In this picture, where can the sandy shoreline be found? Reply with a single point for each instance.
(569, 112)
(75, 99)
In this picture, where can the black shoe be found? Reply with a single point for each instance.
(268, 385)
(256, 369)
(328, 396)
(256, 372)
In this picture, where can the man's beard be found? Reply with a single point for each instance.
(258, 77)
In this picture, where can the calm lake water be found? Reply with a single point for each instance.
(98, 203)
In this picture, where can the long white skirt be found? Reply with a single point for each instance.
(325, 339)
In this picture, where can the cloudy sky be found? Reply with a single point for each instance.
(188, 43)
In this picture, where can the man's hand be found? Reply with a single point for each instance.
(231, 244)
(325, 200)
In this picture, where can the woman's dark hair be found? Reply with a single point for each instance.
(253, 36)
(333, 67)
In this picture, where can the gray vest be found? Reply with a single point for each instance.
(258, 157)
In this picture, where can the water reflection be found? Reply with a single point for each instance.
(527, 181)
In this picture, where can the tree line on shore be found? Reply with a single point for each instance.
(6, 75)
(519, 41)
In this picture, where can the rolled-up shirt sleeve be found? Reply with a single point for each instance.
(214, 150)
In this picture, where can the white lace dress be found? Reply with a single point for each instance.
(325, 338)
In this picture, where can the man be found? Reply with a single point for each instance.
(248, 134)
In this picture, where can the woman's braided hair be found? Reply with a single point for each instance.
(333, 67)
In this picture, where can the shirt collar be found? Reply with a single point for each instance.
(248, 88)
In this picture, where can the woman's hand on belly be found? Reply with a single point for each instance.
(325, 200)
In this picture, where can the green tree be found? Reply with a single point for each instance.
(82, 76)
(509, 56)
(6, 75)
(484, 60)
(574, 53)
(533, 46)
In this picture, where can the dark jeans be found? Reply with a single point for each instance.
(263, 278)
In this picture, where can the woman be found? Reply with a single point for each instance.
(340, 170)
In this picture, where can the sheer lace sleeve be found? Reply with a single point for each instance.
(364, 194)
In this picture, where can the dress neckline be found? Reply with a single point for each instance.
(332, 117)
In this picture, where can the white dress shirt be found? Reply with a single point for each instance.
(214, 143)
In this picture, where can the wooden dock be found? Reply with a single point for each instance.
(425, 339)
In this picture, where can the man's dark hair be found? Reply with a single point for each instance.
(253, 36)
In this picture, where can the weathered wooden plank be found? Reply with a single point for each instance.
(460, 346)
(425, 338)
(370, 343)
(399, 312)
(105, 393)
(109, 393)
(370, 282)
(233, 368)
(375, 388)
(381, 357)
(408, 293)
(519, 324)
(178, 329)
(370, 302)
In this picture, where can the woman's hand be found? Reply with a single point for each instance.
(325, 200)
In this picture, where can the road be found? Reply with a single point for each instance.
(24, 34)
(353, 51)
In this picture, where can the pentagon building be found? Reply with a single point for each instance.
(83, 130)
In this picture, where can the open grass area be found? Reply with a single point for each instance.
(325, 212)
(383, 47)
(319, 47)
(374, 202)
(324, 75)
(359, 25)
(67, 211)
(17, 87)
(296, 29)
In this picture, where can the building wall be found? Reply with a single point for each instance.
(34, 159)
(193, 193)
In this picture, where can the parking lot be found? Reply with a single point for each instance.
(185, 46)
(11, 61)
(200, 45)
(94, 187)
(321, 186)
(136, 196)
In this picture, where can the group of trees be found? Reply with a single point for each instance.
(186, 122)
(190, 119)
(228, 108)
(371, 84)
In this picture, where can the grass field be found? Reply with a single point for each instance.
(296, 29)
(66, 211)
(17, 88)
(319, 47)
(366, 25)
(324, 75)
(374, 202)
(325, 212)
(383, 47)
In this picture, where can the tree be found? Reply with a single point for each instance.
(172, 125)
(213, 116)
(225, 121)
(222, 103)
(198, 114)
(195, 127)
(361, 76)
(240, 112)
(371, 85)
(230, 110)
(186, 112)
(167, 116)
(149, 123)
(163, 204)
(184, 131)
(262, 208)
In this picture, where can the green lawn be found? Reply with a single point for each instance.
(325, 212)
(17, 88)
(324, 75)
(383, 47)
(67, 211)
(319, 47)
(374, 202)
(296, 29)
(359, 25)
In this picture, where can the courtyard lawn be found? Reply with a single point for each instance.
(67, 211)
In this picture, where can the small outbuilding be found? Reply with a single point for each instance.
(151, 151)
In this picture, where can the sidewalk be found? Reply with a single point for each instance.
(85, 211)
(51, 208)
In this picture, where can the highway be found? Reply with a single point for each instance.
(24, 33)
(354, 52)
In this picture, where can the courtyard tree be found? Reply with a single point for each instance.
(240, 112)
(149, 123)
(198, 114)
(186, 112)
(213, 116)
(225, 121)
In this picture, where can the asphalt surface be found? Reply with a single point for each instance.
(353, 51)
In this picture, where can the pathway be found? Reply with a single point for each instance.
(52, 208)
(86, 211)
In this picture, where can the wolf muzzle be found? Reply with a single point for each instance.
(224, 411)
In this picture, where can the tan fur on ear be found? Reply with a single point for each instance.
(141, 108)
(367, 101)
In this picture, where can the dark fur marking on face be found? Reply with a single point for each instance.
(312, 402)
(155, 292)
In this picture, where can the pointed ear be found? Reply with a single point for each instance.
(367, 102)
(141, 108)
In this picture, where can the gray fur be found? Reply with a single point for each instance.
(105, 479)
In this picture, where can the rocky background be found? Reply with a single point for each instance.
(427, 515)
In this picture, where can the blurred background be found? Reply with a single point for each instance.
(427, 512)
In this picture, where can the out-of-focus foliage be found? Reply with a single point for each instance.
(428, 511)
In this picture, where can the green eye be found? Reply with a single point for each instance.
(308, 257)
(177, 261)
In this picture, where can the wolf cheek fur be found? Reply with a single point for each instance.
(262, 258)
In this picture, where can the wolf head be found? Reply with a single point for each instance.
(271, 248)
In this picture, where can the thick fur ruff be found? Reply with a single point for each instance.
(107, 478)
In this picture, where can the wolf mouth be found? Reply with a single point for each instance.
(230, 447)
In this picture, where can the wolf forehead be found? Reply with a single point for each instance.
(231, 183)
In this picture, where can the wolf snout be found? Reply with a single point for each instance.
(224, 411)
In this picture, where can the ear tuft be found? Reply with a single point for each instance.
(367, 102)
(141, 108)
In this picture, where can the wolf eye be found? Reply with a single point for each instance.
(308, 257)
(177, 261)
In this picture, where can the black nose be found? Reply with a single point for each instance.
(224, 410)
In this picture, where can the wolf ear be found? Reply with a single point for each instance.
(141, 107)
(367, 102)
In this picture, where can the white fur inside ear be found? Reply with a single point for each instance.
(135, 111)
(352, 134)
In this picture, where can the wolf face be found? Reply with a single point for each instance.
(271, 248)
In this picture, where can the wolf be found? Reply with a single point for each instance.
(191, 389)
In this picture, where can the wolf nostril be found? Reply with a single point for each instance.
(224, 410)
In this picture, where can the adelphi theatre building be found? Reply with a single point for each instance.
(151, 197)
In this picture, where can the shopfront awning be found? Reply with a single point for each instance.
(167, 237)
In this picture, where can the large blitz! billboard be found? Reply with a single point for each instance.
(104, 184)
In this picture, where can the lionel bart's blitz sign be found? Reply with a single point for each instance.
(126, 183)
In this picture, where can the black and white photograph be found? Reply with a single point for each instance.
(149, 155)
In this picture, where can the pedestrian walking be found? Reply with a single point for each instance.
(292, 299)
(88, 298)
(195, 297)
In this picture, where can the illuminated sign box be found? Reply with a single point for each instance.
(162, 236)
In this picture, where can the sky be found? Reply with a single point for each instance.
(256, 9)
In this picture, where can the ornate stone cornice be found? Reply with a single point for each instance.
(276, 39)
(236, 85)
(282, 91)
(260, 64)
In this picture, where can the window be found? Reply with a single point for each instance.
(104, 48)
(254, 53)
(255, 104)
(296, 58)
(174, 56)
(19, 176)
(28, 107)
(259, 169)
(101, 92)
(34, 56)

....

• _What to do_
Please reproduce every line of the material word for word.

• _Exercise answer_
In this picture, where can the sandy shoreline be found? Reply with a single point for each instance.
(569, 112)
(75, 99)
In this picture, where can the black shoe be found? Reply with a single point for each instance.
(268, 385)
(256, 369)
(328, 396)
(256, 372)
In this picture, where can the man's beard be found? Reply with a single point for each instance.
(258, 77)
In this picture, where can the calm lake water be found? Reply with a single point for each instance.
(98, 203)
In this picture, where can the long white skirt be found? Reply with a single point for each instance.
(325, 339)
In this picture, where can the cloudy sky be found? Reply with a single point for each instance.
(188, 43)
In this picture, where can the man's hand be found? Reply with a single point for each instance.
(231, 244)
(325, 200)
In this picture, where can the woman's dark hair be found? Reply with a single point for each instance.
(253, 36)
(333, 67)
In this picture, where can the gray vest be found? Reply with a single point for each instance.
(258, 157)
In this picture, where can the water reflection be found? Reply with a single point for each instance.
(527, 181)
In this picture, where can the tree line on shore be found? Reply with a single point for each instance.
(6, 75)
(519, 41)
In this picture, where can the rolled-up shirt sleeve be found? Reply with a single point for each instance.
(214, 150)
In this picture, where can the white lace dress be found? Reply with a single point for each instance.
(325, 338)
In this picture, where can the man be found? Reply with a single point for each instance.
(248, 134)
In this picture, where can the woman's braided hair be found? Reply with a single point for each instance.
(333, 67)
In this picture, where can the shirt collar be found? Reply with a single point for each instance.
(248, 88)
In this picture, where can the woman's hand on belly be found? Reply with a single point for each instance.
(325, 200)
In this picture, where can the green tree be found? Reply with a single point for each instance.
(82, 76)
(509, 56)
(6, 75)
(484, 60)
(574, 53)
(533, 46)
In this picture, where can the dark jeans be found? Reply with a single point for each instance.
(263, 278)
In this picture, where can the woman be found? Reply with a single point for each instance.
(340, 170)
In this picture, where can the sheer lace sleeve be found? Reply with a single point for each instance.
(364, 194)
In this picture, where can the dress neckline be found? Reply with a single point for each instance.
(332, 117)
In this picture, where can the white dress shirt be found? Reply with a single point for each instance.
(214, 143)
In this picture, where can the wooden dock be found? Reply with a single point for each instance.
(425, 339)
In this picture, where can the man's dark hair be found? Reply with a single point for each instance.
(253, 36)
In this picture, where can the weathered wooden plank be found? Reply with a single point for each instance.
(460, 346)
(425, 338)
(370, 343)
(399, 312)
(105, 393)
(109, 393)
(370, 282)
(233, 368)
(375, 388)
(381, 357)
(408, 293)
(519, 324)
(178, 329)
(370, 302)
In this picture, where can the woman's hand be found? Reply with a single point for each instance.
(325, 200)
In this picture, where can the road be found? Reply with a single point for each instance.
(24, 34)
(353, 51)
In this picture, where can the pentagon building be found? Reply with a single point for each instance.
(83, 130)
In this picture, where can the open grass area be found? Reply with a single point for each instance.
(325, 212)
(383, 47)
(319, 47)
(374, 202)
(324, 75)
(359, 25)
(67, 211)
(17, 87)
(296, 29)
In this picture, where can the building wall be found? Reply with a single point for each instance.
(34, 159)
(193, 193)
In this picture, where can the parking lot be found? Reply with a single point for each instance.
(185, 46)
(11, 61)
(200, 45)
(94, 187)
(321, 186)
(136, 196)
In this picture, where can the group of trees be found? Reply with a single point for each instance.
(186, 122)
(190, 119)
(228, 108)
(371, 84)
In this picture, where can the grass field be found? Reply with a single point for each instance.
(296, 29)
(66, 211)
(17, 88)
(319, 47)
(366, 25)
(324, 75)
(374, 202)
(325, 212)
(383, 47)
In this picture, where can the tree be found? Reply with a single point for each instance.
(172, 125)
(213, 116)
(225, 121)
(222, 103)
(198, 114)
(195, 127)
(361, 76)
(240, 112)
(371, 85)
(230, 110)
(186, 112)
(167, 116)
(149, 123)
(163, 204)
(184, 131)
(262, 208)
In this picture, where can the green lawn be found? Reply with a single point for each instance.
(325, 212)
(17, 88)
(324, 75)
(383, 47)
(67, 211)
(319, 47)
(374, 202)
(296, 29)
(359, 25)
In this picture, where can the courtyard lawn be found? Reply with a single point for each instance.
(67, 211)
In this picture, where can the small outbuilding be found? Reply with a single point for each instance.
(151, 151)
In this picture, where can the sidewalk be found? Reply with a single point for each instance.
(85, 211)
(51, 208)
In this picture, where can the highway be found? Reply with a single point for each instance.
(24, 33)
(354, 52)
In this picture, where can the courtyard tree be found? Reply with a single point for each instance.
(240, 112)
(149, 123)
(198, 114)
(186, 112)
(213, 116)
(225, 121)
In this picture, where can the asphalt surface be found? Reply with a single point for each instance.
(353, 51)
In this picture, where can the pathway be found? Reply with a single point for each instance.
(52, 208)
(86, 211)
In this picture, where can the wolf muzzle be found? Reply with a single point for each instance.
(224, 411)
In this picture, where can the tan fur on ear be found? Reply with a single point for each instance.
(141, 108)
(367, 101)
In this picture, where can the dark fur marking on face be found? Reply with a single point for each instance.
(312, 402)
(155, 292)
In this picture, where can the pointed ear be found? Reply with a single point for each instance.
(367, 102)
(141, 108)
In this picture, where can the gray fur be found? Reply with a single point for each instance.
(105, 479)
In this picture, where can the rocky background be found? Reply with a single point for each instance.
(427, 515)
In this picture, where can the blurred background be found? Reply with a single point for each instance.
(427, 512)
In this picture, where can the out-of-focus foliage be found? Reply with a single point for each instance.
(428, 511)
In this picture, where can the green eye be found? Reply with a single point for each instance.
(308, 257)
(177, 261)
In this picture, where can the wolf cheek fur be found? Reply with a single point for each instance.
(262, 258)
In this picture, where can the wolf head be found? Reply with a single point for each instance.
(271, 248)
In this picture, where can the thick fur ruff be found? Reply with a single point for each instance.
(107, 478)
In this picture, where can the wolf mouth be found? Reply with a single point for each instance.
(230, 447)
In this picture, where can the wolf forehead be found? Reply with a single point for each instance.
(231, 183)
In this picture, where can the wolf snout be found? Reply with a single point for each instance.
(224, 411)
In this picture, where can the ear tuft be found? Reply with a single point for each instance.
(367, 102)
(141, 108)
In this picture, where can the wolf eye be found? Reply with a single point for each instance.
(308, 257)
(177, 261)
In this picture, where can the black nose be found? Reply with a single point for each instance.
(224, 410)
In this picture, where can the wolf ear be found? Reply with a single point for each instance.
(141, 107)
(367, 102)
In this picture, where can the white fur inside ear be found? Reply with a single point for each instance.
(135, 111)
(352, 134)
In this picture, where can the wolf face be found? Reply with a single point for each instance.
(271, 248)
In this picture, where can the wolf be found? Reply with a single point for each instance.
(191, 389)
In this picture, where can the wolf nostril be found? Reply with a single point for each instance.
(224, 410)
In this picture, where can the adelphi theatre building be found? Reply with a single point for each instance.
(151, 197)
In this picture, where can the shopfront awning be found? Reply with a single point for each instance.
(167, 237)
In this picture, where can the large blitz! billboard be found? Reply with a single point for each instance.
(104, 184)
In this picture, where can the lionel bart's blitz sign be found? Reply with a single point for each instance.
(126, 183)
In this picture, where can the black and white photograph be found? Reply with a single point for each instance.
(149, 155)
In this picture, where can the pedestrian walking be found? Reply with a single point for each instance.
(292, 299)
(88, 298)
(195, 297)
In this picture, where can the illuminated sign box be found? Reply with a single point for each instance.
(162, 236)
In this picture, where can the sky be found? Reply with a single point for each instance.
(256, 9)
In this picture, where can the ornate stone cornice be found? Reply with a single point for each instance.
(276, 39)
(236, 85)
(282, 91)
(260, 64)
In this picture, where can the window be found? Reply with a single point for each instance.
(104, 48)
(254, 53)
(255, 104)
(296, 58)
(174, 56)
(19, 176)
(28, 107)
(259, 169)
(101, 92)
(34, 56)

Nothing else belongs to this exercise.